→ **EXERCISE BRIEF**
Render the lines of the listing between the line containing "the waterfront building" and the line containing "185], [166, 201]]", inclusive, as a Markdown table with a column named Row for the row number and a column named Text for the line itself, omitting any blank lines.

→ **DATA**
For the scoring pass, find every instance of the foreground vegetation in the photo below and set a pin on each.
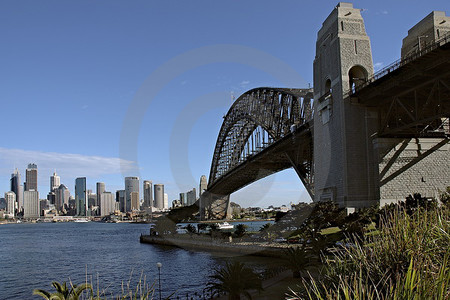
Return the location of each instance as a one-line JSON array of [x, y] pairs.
[[407, 257]]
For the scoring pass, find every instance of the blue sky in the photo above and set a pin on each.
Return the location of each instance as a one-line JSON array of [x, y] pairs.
[[107, 89]]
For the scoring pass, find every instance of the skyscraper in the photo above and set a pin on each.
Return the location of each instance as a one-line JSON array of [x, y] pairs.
[[159, 195], [107, 204], [31, 204], [148, 195], [31, 178], [191, 197], [120, 197], [100, 190], [135, 201], [81, 196], [17, 188], [203, 185], [62, 198], [131, 185], [10, 198], [55, 182]]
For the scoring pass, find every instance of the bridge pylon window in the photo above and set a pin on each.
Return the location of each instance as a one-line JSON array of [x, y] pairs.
[[357, 75]]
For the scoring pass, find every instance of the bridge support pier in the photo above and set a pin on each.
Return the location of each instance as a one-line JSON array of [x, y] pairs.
[[213, 206]]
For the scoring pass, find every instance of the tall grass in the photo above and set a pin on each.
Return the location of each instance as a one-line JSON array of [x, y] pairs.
[[407, 259]]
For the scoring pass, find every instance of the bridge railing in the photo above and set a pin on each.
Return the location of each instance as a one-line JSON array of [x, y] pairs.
[[399, 63]]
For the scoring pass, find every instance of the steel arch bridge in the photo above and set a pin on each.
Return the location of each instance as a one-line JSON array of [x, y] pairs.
[[265, 131]]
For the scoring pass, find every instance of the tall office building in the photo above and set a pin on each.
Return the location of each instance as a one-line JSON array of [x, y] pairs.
[[183, 199], [55, 182], [100, 190], [17, 188], [159, 195], [203, 185], [81, 196], [10, 198], [191, 197], [166, 201], [148, 195], [131, 185], [120, 197], [107, 204], [31, 178], [62, 195], [135, 205], [31, 204]]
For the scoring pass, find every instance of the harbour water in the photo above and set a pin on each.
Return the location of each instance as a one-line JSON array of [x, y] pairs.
[[34, 255]]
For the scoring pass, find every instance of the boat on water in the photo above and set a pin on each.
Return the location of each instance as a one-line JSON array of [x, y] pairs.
[[225, 226]]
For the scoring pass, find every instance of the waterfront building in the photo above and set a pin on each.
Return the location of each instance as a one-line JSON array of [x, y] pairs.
[[51, 196], [135, 201], [92, 199], [183, 199], [191, 197], [31, 204], [55, 182], [81, 196], [17, 188], [100, 190], [203, 185], [62, 196], [159, 195], [148, 195], [107, 204], [10, 198], [31, 178], [120, 198], [131, 185], [166, 201]]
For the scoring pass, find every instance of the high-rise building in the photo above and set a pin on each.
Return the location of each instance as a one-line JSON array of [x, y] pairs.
[[55, 182], [159, 195], [191, 197], [31, 178], [183, 199], [131, 185], [203, 185], [135, 201], [148, 195], [166, 201], [62, 195], [17, 188], [31, 204], [107, 204], [10, 198], [81, 196], [100, 190], [120, 198]]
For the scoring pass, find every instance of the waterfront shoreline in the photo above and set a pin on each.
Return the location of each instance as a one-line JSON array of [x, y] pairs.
[[219, 246]]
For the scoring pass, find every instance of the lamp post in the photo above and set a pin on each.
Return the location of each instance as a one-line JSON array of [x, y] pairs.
[[159, 265]]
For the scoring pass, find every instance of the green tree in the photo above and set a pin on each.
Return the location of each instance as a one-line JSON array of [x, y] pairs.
[[297, 259], [235, 279], [63, 292]]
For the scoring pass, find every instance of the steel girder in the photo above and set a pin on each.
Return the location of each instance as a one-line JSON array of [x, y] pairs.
[[258, 119]]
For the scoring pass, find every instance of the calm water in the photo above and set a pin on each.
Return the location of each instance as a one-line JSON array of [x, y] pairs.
[[34, 255]]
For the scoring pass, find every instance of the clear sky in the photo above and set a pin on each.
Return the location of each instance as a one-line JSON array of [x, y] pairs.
[[107, 89]]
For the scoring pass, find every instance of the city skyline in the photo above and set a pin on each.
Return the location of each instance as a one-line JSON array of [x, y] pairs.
[[76, 69]]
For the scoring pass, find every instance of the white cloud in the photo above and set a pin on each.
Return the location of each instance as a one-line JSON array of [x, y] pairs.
[[68, 165]]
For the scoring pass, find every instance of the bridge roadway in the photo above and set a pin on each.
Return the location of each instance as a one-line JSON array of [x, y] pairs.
[[411, 96]]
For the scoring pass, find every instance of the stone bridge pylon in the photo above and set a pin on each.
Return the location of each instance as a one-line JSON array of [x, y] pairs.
[[368, 139]]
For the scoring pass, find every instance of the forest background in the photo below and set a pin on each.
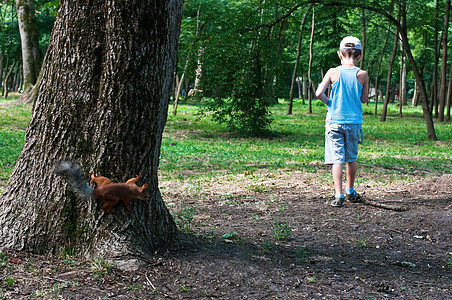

→ **RESPONSE FOR THIS EXERCISE**
| Row | Text |
|---|---|
| 1 | For the scoring pass, find every instance of the waterfront building in the photo above and set a pin on each. |
| 2 | Return the location of each instance as a one-line JSON array of [x, y] pairs. |
| 3 | [[51, 196], [135, 201], [92, 199], [183, 199], [191, 197], [31, 204], [55, 182], [81, 196], [17, 188], [100, 190], [203, 185], [62, 196], [159, 195], [148, 195], [107, 204], [10, 198], [31, 178], [120, 198], [131, 185], [166, 201]] |